■ Requirement ■
Bring together all lines of the material below that contain the string "instance".

■ Input ■
*-*-*

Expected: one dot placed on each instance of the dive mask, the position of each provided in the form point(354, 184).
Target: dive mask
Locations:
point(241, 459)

*-*-*

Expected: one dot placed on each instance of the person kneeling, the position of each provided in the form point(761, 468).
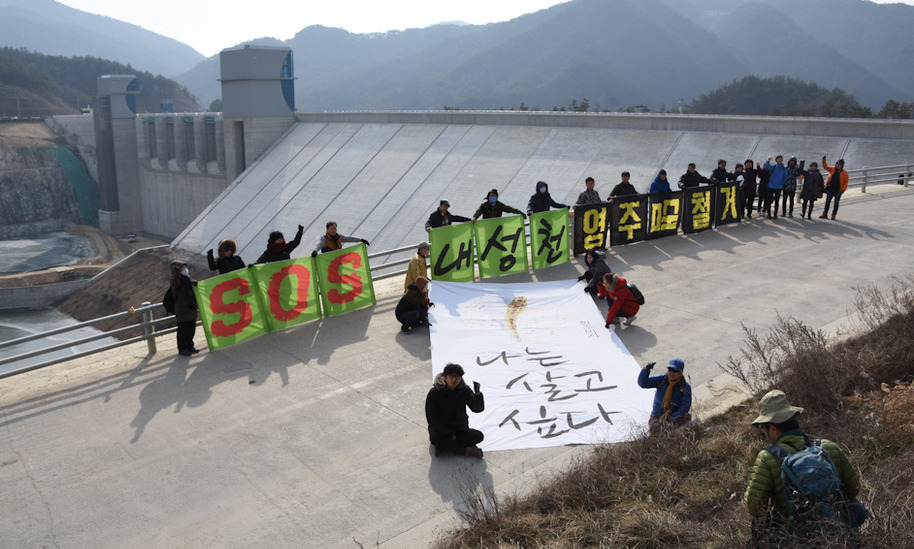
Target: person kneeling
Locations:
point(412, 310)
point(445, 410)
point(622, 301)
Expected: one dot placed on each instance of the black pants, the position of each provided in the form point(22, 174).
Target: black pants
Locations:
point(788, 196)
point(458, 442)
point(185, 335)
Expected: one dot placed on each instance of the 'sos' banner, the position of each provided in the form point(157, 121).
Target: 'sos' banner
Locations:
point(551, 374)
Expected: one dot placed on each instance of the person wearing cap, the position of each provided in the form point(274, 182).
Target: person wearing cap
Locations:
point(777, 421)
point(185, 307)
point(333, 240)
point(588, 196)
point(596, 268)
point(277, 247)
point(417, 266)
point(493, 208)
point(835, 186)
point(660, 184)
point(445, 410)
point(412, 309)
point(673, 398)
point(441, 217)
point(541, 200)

*-*-*

■ Response to this task ■
Expected: one dot placed on each instance of the dive mask, the position of each provided in the form point(354, 184).
Expected: one dot placed on each instance of the person kneeling, the position of each provided in the form point(761, 468).
Expected: one dot placed on each instance of the black pants, the position of each provided in the form point(22, 174).
Expected: one dot placed on each instance of the 'sos' banner, the position of each provided in the form point(157, 121).
Expected: one dot placed on each instance of the person wearing cap, the position of each provided in the form point(274, 182).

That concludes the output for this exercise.